▶ _Short problem_
Give back every line of the material below word for word, with nothing changed or left out.

▶ _Material_

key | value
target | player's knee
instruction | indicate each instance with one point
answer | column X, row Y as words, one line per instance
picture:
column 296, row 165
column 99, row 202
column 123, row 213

▶ _Response to this exercise_
key | value
target | player's knee
instruction | indicate each instance with one point
answer | column X, row Y as words, one line per instance
picture:
column 296, row 165
column 99, row 202
column 123, row 213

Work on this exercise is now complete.